* INPUT *
---------------

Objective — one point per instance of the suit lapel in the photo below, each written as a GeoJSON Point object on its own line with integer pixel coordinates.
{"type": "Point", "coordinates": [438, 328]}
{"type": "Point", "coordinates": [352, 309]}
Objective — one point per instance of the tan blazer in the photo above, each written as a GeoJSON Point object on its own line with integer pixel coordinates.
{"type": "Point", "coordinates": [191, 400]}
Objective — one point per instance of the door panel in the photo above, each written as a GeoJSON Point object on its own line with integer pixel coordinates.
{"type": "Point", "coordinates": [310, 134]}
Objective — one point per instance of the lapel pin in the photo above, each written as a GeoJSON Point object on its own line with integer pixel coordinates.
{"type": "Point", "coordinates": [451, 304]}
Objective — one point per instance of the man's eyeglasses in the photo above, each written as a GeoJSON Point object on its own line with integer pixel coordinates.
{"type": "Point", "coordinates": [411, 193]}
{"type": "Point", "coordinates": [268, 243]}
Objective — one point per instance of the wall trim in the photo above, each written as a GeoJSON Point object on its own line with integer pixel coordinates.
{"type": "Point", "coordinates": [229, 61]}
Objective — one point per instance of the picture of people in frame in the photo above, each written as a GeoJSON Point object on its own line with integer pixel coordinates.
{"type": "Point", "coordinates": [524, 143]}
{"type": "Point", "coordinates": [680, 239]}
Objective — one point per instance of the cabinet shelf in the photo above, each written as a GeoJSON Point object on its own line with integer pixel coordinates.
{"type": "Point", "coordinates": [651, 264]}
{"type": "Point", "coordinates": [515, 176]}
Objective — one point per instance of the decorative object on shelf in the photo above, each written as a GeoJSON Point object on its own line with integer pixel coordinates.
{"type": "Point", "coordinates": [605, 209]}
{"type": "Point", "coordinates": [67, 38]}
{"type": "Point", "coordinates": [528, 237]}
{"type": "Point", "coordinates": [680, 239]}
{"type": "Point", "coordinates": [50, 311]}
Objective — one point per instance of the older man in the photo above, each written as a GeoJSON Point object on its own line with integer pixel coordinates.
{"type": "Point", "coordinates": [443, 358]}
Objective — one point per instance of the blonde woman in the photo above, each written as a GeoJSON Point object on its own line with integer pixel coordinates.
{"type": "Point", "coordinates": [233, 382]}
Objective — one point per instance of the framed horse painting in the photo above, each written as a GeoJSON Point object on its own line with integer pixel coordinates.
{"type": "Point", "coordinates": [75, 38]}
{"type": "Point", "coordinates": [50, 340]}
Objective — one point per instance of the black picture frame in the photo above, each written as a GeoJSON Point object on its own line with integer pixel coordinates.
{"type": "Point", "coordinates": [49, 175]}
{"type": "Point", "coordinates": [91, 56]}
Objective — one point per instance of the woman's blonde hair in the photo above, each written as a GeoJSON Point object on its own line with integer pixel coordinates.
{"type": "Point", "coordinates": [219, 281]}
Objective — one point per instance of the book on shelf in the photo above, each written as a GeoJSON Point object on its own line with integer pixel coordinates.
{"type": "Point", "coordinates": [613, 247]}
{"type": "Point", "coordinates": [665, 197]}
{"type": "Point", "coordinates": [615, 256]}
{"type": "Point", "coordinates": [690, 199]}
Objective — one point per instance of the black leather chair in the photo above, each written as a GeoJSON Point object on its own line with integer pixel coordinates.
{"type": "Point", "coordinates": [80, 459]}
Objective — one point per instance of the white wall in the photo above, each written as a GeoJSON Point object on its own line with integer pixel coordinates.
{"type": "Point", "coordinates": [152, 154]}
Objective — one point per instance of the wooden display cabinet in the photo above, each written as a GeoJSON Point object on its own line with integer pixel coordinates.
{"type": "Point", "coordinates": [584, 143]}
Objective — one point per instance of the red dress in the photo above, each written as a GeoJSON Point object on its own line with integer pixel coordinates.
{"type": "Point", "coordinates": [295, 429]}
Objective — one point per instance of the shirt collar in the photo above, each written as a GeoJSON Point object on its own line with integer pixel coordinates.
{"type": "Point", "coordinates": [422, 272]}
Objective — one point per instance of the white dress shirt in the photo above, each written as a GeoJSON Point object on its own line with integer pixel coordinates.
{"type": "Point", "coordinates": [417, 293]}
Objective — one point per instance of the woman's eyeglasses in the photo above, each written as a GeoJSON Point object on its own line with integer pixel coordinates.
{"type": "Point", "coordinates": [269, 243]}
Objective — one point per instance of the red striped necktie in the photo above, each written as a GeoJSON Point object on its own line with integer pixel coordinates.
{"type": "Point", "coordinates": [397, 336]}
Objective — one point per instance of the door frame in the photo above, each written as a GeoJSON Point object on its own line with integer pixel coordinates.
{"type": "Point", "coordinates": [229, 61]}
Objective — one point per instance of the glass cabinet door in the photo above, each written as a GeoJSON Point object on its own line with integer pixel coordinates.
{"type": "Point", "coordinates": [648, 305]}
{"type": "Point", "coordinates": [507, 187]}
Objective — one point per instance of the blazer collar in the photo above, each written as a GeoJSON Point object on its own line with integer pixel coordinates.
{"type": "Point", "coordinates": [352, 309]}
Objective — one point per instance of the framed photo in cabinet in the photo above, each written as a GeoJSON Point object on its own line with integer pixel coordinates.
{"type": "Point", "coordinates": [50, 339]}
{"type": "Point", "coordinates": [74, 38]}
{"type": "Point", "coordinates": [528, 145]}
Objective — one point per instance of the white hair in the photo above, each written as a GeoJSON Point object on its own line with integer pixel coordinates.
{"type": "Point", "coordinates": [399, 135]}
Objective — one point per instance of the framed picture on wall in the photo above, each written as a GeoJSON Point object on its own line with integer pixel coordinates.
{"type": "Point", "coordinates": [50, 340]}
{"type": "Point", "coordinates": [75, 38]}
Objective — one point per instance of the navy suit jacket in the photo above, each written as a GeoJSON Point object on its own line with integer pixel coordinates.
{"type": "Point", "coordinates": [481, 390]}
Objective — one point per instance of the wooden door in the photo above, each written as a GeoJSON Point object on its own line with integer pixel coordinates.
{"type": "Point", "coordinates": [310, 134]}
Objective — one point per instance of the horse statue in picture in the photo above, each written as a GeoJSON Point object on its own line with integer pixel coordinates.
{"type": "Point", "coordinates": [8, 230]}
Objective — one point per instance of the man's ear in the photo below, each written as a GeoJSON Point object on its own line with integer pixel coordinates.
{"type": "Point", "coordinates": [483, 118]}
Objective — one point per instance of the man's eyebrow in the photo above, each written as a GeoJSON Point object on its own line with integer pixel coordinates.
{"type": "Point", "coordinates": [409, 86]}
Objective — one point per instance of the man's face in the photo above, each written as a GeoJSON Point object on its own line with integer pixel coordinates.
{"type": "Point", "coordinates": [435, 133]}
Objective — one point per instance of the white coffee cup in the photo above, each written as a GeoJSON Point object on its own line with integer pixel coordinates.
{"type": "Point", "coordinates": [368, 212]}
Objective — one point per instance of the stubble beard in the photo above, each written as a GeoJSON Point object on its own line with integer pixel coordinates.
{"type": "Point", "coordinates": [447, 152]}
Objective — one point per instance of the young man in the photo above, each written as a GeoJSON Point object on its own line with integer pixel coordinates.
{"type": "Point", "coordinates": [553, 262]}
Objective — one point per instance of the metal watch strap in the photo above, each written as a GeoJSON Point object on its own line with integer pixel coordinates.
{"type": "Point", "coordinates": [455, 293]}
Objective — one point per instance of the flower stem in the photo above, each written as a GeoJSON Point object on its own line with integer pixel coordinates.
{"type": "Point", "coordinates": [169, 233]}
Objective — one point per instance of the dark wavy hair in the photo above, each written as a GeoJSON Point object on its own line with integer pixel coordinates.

---------------

Nothing in the material above may be skipped, so reproduce it all exactly.

Objective — one point per instance of the suit lapel in the photo below, each written as a GeoJSON Point object on its own line with integer pixel coordinates.
{"type": "Point", "coordinates": [438, 328]}
{"type": "Point", "coordinates": [352, 309]}
Objective — one point per instance of the tan blazer in the photo above, each written as a GeoJSON Point object on its own line with integer pixel coordinates.
{"type": "Point", "coordinates": [191, 400]}
Objective — one point per instance of the door panel in the photo above, each written as a GeoJSON Point object on its own line with integer pixel coordinates.
{"type": "Point", "coordinates": [310, 134]}
Objective — one point per instance of the lapel pin in the photo above, each written as a GeoJSON Point object on its own line with integer pixel coordinates.
{"type": "Point", "coordinates": [451, 304]}
Objective — one point per instance of the man's eyeglasses in the photo above, each written as a GeoJSON Point object on its own line with integer pixel coordinates.
{"type": "Point", "coordinates": [411, 193]}
{"type": "Point", "coordinates": [268, 243]}
Objective — one point per instance of the wall trim in the photo above, each written as a GeoJSON Point object on its own line with integer pixel coordinates.
{"type": "Point", "coordinates": [229, 61]}
Objective — one point per instance of the picture of people in frame in the photo above, each written as a GeoJSON Point object on its own line with integer pixel coordinates.
{"type": "Point", "coordinates": [524, 143]}
{"type": "Point", "coordinates": [680, 239]}
Objective — one point per instance of the cabinet shelf in the photo above, each written as a GeoJSON Point object on its own line with integer pixel coordinates.
{"type": "Point", "coordinates": [651, 264]}
{"type": "Point", "coordinates": [515, 176]}
Objective — one point per instance of the decorative object on shelf in the photo above, each written as a GeoJSON Point object on its own line with integer pixel coordinates.
{"type": "Point", "coordinates": [605, 209]}
{"type": "Point", "coordinates": [67, 38]}
{"type": "Point", "coordinates": [528, 237]}
{"type": "Point", "coordinates": [680, 239]}
{"type": "Point", "coordinates": [50, 311]}
Objective — one point per instance of the older man in the photo above, each written as a GeoJSON Point object on its own line with integer pixel coordinates.
{"type": "Point", "coordinates": [443, 358]}
Objective — one point per instance of the blonde woman in the photo above, each written as a GeoJSON Point object on its own line with integer pixel coordinates.
{"type": "Point", "coordinates": [233, 382]}
Objective — one point per instance of the framed horse painting in the photo above, each written as a GeoJSON Point object on its own line with integer pixel coordinates.
{"type": "Point", "coordinates": [75, 38]}
{"type": "Point", "coordinates": [50, 340]}
Objective — one point per instance of the black picture frame in the photo above, each written as a GeoJSON Point object on its own line with integer pixel coordinates.
{"type": "Point", "coordinates": [49, 175]}
{"type": "Point", "coordinates": [91, 56]}
Objective — one point per instance of the woman's blonde hair in the photo above, each written as a GeoJSON Point object on its own line with integer pixel coordinates.
{"type": "Point", "coordinates": [219, 281]}
Objective — one point per instance of the book on shelf in the photo above, each written as a GeoJSON Point object on its own line with integer pixel coordinates.
{"type": "Point", "coordinates": [613, 247]}
{"type": "Point", "coordinates": [665, 197]}
{"type": "Point", "coordinates": [615, 256]}
{"type": "Point", "coordinates": [690, 199]}
Objective — one point per instance of the black leather chair in the photo above, each written as a GeoJSON Point object on its own line with integer pixel coordinates.
{"type": "Point", "coordinates": [80, 459]}
Objective — one point per instance of the white wall in the photo above, each written as a GeoJSON Point object on its own line with integer pixel coordinates.
{"type": "Point", "coordinates": [152, 154]}
Objective — one point per instance of the wooden display cabinet in the photo above, each written as a GeoJSON Point object on its own line with integer pixel coordinates.
{"type": "Point", "coordinates": [584, 143]}
Objective — one point per instance of the red dress in the photo above, each written as a GeoJSON Point object on its own line with integer pixel coordinates.
{"type": "Point", "coordinates": [295, 429]}
Objective — one point per instance of the shirt collar in the photo above, each written as a GeoJSON Point object on its own line with integer pixel coordinates.
{"type": "Point", "coordinates": [422, 272]}
Objective — one point per instance of the white dress shirt in the photo above, each written as a GeoJSON Point object on its own line with integer pixel coordinates.
{"type": "Point", "coordinates": [417, 293]}
Objective — one point per instance of the woman's eyeglasses in the photo above, each written as a GeoJSON Point object on its own line with integer pixel coordinates.
{"type": "Point", "coordinates": [269, 243]}
Objective — one point per instance of the red striped necktie in the photo above, each written as a GeoJSON Point object on its own line with integer pixel coordinates.
{"type": "Point", "coordinates": [397, 336]}
Objective — one point per instance of the door frame in the photo above, each written as a GeoJSON Point object on its own line with integer pixel coordinates.
{"type": "Point", "coordinates": [229, 61]}
Objective — one point per instance of the glass cabinet door in the photo above, each written as a GeoJSON Point object on its own line with integer pixel coordinates.
{"type": "Point", "coordinates": [648, 305]}
{"type": "Point", "coordinates": [507, 187]}
Objective — one point per instance of the blazer collar in the photo above, each written as a GeoJSON Point object on its own line with integer pixel coordinates.
{"type": "Point", "coordinates": [352, 309]}
Objective — one point per instance of the framed photo in cabinet in the photo above, each written as a GeoJSON Point object on its own line with integer pixel coordinates.
{"type": "Point", "coordinates": [50, 339]}
{"type": "Point", "coordinates": [74, 38]}
{"type": "Point", "coordinates": [528, 145]}
Objective — one point per instance of the white hair in the photo above, each written as a GeoJSON Point object on its own line with integer pixel coordinates.
{"type": "Point", "coordinates": [399, 135]}
Objective — one point per instance of the framed picture on wall in the photo above, each written as a GeoJSON Point object on its own line with integer pixel coordinates.
{"type": "Point", "coordinates": [50, 340]}
{"type": "Point", "coordinates": [75, 38]}
Objective — one point per instance of the navy suit jacket in the photo above, each written as a GeoJSON Point object on its own line with integer pixel coordinates.
{"type": "Point", "coordinates": [481, 390]}
Objective — one point per instance of the wooden door in the photo above, each written as a GeoJSON Point object on its own line with integer pixel coordinates.
{"type": "Point", "coordinates": [310, 134]}
Objective — one point per instance of the horse statue in picture in the photo above, each written as a GeoJSON Point object on its own line with integer pixel coordinates.
{"type": "Point", "coordinates": [8, 230]}
Objective — one point per instance of the man's ear in the photo below, each written as a GeoJSON Point object on its own line with integer pixel coordinates.
{"type": "Point", "coordinates": [483, 118]}
Objective — one point per instance of the man's eyebrow in the photo above, each written as a GeoJSON Point object on its own line with integer pixel coordinates.
{"type": "Point", "coordinates": [409, 86]}
Objective — one point per instance of the man's face in the photo above, each written as a GeoJSON Point object on its own line with integer pixel coordinates.
{"type": "Point", "coordinates": [435, 133]}
Objective — one point per instance of the white coffee cup in the photo above, each written as a GeoJSON Point object on its own line with integer pixel coordinates.
{"type": "Point", "coordinates": [368, 212]}
Objective — one point per instance of the stubble beard in the photo above, each written as a GeoJSON Point object on its own line with integer pixel coordinates.
{"type": "Point", "coordinates": [447, 152]}
Objective — one point per instance of the young man in the photo above, each written as a GeoJSON Point object on its own line with integer pixel coordinates.
{"type": "Point", "coordinates": [553, 262]}
Objective — one point per instance of the metal watch strap in the photo above, each written as a GeoJSON Point object on its own line with integer pixel coordinates.
{"type": "Point", "coordinates": [455, 293]}
Objective — one point per instance of the flower stem in the photo above, each written as a GeoJSON Point object on its own line with integer pixel coordinates.
{"type": "Point", "coordinates": [169, 233]}
Objective — one point per instance of the dark wavy hair in the photo above, each written as a GeoJSON Point object on its own line with integer pixel coordinates.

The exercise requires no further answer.